▸ **Instruction A**
In the post on collecting MCEs with perf/ftrace, which header file holds the MCE tracepoint?
▸ **Instruction B**
Extend the post on collecting MCEs with perf/ftrace, picking up right after its last sentence.

Hi,
so I finally had some spare time to stare at perf/ftrace code and ponder
on how to use those facilities for MCE collecting and reporting. Btw, I
have to say, it took me quite a while to understand what goes where - my
suggestion to anyone who tries to understand how perf/ftrace works is
to do make <file.i> where there is at least one trace_XXX emit record
function call and start untangling code paths from there.
So anyway, here are some questions I had, I just as well may've missed
something so please correct me if I'm wrong:
1. Since machine checks can happen at any time, we need to have the
MCE tracepoint (trace_mce_record() in <include/trace/events/mce.h>)
always enabled. This, in turn, means that we need the ftrace/perf
infrastructure always compiled in (lockless ring buffer, perf_event.c
stuff) on any x86 system so that MCEs can be handled at anytime. Is this
going to be ok to be enabled on _all_ machines, hmmm... I dunno, maybe
only a subset of those facilites at least.

▸ **Data provided**
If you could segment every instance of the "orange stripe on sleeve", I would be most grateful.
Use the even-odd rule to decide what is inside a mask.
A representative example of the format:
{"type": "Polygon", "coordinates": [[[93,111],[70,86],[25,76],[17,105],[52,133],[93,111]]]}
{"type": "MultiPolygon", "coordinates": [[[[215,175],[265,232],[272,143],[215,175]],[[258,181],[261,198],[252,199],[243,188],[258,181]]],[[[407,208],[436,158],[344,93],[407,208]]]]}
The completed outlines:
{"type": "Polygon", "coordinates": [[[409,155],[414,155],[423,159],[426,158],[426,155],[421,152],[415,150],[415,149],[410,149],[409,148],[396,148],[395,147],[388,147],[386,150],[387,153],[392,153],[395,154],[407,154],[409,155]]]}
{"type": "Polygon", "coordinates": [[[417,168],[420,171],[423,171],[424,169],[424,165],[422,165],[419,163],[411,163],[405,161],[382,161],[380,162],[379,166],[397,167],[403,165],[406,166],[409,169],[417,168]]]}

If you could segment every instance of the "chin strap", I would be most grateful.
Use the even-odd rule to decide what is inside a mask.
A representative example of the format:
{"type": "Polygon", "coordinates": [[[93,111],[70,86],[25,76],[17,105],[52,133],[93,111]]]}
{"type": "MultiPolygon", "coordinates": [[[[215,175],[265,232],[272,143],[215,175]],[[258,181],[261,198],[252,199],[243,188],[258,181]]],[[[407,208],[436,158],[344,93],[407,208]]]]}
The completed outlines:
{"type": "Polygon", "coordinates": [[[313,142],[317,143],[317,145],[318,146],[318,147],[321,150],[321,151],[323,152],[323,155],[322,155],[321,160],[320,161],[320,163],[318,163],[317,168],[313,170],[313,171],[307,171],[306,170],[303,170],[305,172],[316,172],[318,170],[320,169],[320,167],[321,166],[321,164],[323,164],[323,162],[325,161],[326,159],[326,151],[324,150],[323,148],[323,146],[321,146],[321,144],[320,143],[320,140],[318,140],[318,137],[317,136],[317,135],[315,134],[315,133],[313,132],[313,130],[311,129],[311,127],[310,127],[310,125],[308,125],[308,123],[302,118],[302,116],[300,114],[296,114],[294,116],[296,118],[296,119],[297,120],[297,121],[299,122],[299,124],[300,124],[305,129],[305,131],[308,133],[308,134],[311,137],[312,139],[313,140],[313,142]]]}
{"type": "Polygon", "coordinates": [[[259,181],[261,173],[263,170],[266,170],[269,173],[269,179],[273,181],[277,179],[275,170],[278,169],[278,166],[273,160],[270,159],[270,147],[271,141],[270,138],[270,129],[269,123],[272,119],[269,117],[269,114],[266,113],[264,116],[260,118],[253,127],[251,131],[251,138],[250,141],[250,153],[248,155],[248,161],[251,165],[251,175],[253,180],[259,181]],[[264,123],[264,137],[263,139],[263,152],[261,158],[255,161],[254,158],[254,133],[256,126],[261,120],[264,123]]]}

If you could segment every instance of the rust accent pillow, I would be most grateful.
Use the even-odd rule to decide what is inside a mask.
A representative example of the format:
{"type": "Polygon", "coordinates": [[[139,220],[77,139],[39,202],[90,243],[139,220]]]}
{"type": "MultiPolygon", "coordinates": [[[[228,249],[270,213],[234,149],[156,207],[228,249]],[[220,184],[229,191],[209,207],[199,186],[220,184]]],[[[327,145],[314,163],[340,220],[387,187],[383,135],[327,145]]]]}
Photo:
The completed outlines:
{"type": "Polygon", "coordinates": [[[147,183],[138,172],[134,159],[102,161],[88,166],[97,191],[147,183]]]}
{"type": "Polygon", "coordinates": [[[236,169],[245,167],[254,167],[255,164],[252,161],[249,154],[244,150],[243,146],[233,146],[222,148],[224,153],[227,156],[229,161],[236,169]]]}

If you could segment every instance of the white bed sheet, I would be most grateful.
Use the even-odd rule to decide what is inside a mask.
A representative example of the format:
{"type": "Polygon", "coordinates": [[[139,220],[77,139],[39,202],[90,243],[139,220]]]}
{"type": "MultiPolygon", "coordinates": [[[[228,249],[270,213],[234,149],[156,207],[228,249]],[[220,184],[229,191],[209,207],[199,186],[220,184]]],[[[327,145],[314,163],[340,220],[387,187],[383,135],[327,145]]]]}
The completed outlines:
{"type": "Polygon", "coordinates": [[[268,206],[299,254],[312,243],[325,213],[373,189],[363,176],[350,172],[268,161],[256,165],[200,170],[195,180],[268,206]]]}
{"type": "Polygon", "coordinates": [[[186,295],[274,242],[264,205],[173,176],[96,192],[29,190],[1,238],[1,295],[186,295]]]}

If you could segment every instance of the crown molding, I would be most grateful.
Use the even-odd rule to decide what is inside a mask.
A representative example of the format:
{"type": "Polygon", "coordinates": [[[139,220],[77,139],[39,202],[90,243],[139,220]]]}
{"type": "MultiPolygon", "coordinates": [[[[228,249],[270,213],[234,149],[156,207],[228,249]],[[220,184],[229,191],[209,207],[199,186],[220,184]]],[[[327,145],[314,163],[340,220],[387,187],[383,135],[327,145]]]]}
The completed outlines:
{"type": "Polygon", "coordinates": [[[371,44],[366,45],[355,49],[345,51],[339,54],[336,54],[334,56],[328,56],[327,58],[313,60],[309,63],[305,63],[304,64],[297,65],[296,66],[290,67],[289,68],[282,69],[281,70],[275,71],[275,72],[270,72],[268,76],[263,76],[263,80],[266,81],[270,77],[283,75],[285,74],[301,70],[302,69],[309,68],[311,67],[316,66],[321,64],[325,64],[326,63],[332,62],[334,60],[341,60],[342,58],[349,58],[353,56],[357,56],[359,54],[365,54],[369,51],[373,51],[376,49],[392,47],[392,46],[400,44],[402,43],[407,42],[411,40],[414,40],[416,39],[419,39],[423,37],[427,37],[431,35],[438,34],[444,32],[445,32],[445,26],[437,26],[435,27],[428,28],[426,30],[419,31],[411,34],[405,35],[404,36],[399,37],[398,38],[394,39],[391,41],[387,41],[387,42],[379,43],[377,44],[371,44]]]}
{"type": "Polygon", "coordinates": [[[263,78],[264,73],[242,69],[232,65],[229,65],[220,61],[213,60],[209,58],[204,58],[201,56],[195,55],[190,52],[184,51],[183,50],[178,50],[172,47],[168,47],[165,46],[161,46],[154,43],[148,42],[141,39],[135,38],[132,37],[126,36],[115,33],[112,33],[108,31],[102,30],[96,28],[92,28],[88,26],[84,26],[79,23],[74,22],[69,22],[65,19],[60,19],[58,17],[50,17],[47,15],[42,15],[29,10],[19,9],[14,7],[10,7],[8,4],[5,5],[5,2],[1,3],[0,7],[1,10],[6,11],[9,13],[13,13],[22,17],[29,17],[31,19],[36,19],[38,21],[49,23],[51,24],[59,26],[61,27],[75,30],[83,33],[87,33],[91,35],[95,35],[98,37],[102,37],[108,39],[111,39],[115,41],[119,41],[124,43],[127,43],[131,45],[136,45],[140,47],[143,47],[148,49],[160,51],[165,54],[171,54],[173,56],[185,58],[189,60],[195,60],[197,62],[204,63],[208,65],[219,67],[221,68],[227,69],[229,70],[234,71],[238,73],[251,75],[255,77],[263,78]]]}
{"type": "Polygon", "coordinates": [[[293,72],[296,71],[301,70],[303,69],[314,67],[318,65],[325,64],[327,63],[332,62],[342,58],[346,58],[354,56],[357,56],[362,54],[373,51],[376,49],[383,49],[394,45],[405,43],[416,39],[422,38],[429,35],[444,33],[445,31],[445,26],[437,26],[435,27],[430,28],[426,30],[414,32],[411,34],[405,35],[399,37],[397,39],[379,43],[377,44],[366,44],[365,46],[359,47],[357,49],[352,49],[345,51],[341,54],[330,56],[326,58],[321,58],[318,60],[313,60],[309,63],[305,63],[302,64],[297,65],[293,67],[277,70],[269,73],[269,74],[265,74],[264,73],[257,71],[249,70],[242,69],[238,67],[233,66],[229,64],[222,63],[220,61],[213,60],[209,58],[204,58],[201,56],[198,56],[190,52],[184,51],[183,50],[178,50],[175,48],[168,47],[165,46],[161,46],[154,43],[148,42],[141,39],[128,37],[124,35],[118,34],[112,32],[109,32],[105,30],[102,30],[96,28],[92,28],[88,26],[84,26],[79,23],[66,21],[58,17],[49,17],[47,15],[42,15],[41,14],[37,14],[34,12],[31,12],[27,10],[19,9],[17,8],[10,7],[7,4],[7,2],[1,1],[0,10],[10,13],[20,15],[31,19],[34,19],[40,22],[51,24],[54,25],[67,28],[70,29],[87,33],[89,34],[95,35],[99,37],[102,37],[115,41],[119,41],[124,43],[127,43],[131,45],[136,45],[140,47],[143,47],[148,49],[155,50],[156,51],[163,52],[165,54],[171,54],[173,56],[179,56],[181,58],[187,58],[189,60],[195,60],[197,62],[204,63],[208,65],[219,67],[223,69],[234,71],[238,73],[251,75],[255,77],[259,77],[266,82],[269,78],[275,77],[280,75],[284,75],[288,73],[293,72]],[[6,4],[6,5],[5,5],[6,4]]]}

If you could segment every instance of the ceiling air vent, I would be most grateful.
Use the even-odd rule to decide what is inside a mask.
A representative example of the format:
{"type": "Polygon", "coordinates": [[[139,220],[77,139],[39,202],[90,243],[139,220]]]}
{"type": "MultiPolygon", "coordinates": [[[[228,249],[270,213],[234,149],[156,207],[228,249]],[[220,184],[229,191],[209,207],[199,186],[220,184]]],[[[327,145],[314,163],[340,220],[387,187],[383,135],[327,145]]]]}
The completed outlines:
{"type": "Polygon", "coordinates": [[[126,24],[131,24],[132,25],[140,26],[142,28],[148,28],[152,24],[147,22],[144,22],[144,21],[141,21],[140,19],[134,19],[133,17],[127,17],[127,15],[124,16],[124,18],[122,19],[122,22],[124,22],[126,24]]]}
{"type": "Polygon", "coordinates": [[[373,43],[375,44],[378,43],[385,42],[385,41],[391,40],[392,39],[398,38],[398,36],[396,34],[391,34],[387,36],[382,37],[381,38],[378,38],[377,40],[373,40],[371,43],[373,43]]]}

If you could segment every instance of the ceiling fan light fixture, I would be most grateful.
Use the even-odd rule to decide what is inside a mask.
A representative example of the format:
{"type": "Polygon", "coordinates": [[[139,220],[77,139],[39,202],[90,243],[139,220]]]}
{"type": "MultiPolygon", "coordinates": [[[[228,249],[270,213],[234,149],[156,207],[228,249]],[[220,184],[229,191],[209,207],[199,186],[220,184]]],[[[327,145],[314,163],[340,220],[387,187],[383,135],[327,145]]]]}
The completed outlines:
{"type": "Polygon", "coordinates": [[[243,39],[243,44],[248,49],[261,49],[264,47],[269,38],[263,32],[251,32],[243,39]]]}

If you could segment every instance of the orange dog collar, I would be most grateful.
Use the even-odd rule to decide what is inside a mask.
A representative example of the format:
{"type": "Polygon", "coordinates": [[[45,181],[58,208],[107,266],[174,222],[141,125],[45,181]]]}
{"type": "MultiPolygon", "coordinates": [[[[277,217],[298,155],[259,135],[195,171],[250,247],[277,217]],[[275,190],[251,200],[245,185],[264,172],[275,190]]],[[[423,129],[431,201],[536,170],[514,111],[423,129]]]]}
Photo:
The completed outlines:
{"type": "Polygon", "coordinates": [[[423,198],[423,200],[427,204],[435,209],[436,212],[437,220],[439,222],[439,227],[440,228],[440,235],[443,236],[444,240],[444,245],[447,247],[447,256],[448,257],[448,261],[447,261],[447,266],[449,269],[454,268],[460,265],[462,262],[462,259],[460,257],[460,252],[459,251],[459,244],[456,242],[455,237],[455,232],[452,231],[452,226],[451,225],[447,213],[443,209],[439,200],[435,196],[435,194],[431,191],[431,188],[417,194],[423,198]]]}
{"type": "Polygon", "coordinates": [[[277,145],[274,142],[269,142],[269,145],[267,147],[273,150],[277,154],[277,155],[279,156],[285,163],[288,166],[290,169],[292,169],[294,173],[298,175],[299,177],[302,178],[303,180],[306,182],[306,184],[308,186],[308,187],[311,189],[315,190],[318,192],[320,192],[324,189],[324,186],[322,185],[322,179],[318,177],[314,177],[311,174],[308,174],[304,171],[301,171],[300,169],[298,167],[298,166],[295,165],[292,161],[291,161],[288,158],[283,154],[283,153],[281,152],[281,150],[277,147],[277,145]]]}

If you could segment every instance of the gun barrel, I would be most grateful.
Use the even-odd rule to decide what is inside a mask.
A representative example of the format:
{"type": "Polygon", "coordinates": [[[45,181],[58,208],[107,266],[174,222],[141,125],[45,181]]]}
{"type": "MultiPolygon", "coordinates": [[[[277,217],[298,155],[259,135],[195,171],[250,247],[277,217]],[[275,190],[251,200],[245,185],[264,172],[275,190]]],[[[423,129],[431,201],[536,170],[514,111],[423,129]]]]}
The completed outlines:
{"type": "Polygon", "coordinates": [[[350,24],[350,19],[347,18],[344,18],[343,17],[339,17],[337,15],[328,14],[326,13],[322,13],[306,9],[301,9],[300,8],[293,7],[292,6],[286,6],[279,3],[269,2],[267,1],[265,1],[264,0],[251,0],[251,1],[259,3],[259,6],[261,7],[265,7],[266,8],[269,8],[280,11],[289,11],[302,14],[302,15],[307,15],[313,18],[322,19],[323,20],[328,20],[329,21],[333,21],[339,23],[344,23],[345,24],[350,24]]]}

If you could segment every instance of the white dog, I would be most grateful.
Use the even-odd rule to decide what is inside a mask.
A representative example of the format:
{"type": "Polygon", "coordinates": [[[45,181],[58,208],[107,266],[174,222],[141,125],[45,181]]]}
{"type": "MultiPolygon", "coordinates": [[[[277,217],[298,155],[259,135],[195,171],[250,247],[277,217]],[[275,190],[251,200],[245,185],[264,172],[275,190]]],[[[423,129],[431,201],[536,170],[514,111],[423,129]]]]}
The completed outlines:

▸ **Response A**
<include/trace/events/mce.h>

▸ **Response B**
2. Tangential to 1., we need that "thin" software layer prepared for
decoding and reporting them as early as possible. event_trace_init() is
an fs_initcall and executed too late, IMHO. The ->perf_event_enable in
the ftrace_event_call is enabled even later on the perf init path over
the sys_perf_even_open which is at userspace time. In our case, this is
going be executed by the error logging and decoding daemon I guess.
3. Since we want to listen for MCEs all the time, the concept of
enabling and disabling those events does not apply in the sense of
performance profiling. IOW, MCEs need to be able to be logged to the
ring buffer at any time. I guess this is easily done - we simply enable
MCE events at the earliest moment possible and disable them on shutdown;
done.
So yeah, some food for thought but what do you guys think?
Thanks.
--
Regards/Gruss,
Boris.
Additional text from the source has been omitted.